*Problem requirements*: From the article on why AI agents love Gleam, explain in one to three sentences why Rapin counts the `gleam format` tool as a help.

*Document segment*:
···
21 Reasons AI Agents Love Gleam

Dave Rapin built the third version of Curling IO, his curling club management platform, almost entirely with AI coding agents. In a blog post published this week, he argues that experience convinced him Gleam — a statically typed functional language with a small community and limited training data — beats JavaScript and Python for agentic development, even though the agents write worse Gleam.

The counterintuitive case rests on feedback loops. Agents like Claude Code, OpenAI Codex, and Google Gemini work by generating code, running it, reading the error, and trying again. In dynamically typed languages, bugs can hide until a production deployment — or, as Rapin puts it, a 2am incident. Gleam's compiler catches them in seconds, with precise file-level errors that give agents a machine-readable list of exactly what to fix.

Gleam's type system also eliminates entire categories of bugs before the loop starts. There is no null in the language; optional values must be declared as Option(T) and handled explicitly for both Some and None cases. Rapin cites research that nil dereference errors appear in 70% of production environments, and points to the June 2025 Google Cloud outage — where a single null database field cascaded through the Service Control system into a multi-hour global failure — as the kind of incident Gleam's compiler would have caught before deployment.

The same logic applies when code changes. Add a field to a data structure or a new variant to a union type, and every construction and pattern-match site that touches it fails to compile. Agents get an explicit checklist rather than a silent runtime surprise discovered weeks later.

Rapin concedes the obvious objection: agents trained on far less Gleam than Python or TypeScript produce messier first drafts. He treats that as a fixed upfront cost that a faster correction loop more than offsets. The canonical `gleam format` tool helps too — it normalises all output without configuration, removing the whitespace inconsistencies that he says routinely derail LLM-generated code in indentation-sensitive languages like Slim.

The argument carries implications beyond Gleam. As AI agents move from autocomplete tools to primary authors of production software, the factors that governed language popularity — training data volume, developer mindshare — may matter less than the quality of a compiler's error signal. Rapin's conclusion is blunt: a language that tells you exactly what is wrong, instantly, beats one that tells you approximately what is wrong, eventually.
···
*Records*:

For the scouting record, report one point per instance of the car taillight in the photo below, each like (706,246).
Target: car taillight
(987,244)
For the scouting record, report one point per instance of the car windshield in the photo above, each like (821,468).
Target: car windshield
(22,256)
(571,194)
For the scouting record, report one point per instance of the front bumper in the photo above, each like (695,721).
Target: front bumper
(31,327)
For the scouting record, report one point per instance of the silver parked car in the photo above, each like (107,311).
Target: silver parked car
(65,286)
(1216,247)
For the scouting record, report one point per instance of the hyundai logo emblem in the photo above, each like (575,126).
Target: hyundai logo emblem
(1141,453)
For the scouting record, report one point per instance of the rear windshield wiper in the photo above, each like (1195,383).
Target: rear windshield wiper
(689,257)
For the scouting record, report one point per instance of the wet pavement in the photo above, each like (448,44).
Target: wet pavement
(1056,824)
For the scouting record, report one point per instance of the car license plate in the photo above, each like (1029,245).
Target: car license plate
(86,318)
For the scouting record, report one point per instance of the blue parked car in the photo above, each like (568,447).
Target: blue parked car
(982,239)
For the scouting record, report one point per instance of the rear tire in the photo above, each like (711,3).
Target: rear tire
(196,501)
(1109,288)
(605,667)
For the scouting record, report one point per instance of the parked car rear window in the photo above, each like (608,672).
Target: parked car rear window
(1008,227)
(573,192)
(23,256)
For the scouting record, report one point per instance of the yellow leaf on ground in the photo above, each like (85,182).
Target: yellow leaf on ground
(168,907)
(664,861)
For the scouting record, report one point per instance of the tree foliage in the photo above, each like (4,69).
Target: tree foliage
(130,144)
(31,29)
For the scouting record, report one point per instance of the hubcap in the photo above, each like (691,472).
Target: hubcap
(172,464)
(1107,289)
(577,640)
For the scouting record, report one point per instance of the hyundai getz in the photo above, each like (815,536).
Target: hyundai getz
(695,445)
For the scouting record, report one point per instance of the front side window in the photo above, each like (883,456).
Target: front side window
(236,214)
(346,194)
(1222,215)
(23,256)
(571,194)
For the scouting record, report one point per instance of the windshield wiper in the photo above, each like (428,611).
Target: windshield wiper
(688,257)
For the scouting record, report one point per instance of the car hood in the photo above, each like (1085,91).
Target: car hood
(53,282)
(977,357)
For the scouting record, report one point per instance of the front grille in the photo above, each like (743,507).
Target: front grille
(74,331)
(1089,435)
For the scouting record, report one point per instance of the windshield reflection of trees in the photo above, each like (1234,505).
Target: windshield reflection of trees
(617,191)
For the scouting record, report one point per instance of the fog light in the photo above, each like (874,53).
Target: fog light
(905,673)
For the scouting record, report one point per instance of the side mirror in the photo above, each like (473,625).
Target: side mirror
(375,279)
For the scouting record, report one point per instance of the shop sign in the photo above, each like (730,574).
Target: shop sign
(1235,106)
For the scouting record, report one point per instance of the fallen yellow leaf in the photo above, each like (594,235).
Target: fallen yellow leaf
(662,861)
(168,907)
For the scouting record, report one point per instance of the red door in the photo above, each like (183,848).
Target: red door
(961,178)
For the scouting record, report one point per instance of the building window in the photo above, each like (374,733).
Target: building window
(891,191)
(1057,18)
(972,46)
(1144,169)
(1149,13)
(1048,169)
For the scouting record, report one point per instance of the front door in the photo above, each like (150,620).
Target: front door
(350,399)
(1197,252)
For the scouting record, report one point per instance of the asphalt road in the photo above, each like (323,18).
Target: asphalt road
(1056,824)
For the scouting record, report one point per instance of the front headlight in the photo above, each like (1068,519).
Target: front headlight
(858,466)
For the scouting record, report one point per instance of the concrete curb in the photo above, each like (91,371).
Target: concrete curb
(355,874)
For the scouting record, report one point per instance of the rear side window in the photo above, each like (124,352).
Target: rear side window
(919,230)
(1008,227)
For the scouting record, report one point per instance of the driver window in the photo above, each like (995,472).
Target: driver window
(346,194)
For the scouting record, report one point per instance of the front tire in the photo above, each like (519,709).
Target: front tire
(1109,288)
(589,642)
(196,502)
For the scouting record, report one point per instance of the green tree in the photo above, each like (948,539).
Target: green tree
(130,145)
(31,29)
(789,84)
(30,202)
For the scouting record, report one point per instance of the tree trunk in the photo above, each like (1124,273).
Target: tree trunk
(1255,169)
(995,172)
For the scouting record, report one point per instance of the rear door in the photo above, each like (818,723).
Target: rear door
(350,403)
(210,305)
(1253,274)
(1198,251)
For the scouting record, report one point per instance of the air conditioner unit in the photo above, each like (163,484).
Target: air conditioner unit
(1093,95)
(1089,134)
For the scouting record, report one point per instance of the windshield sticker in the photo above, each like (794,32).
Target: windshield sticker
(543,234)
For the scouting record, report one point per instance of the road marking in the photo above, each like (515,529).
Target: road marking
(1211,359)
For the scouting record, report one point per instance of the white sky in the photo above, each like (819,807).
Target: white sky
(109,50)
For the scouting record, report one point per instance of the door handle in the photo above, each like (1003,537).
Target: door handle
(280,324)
···
*Output for this exercise*: The tool normalizes all output without any configuration. That removes the whitespace inconsistencies that, he says, routinely derail LLM-generated code in indentation-sensitive languages like Slim.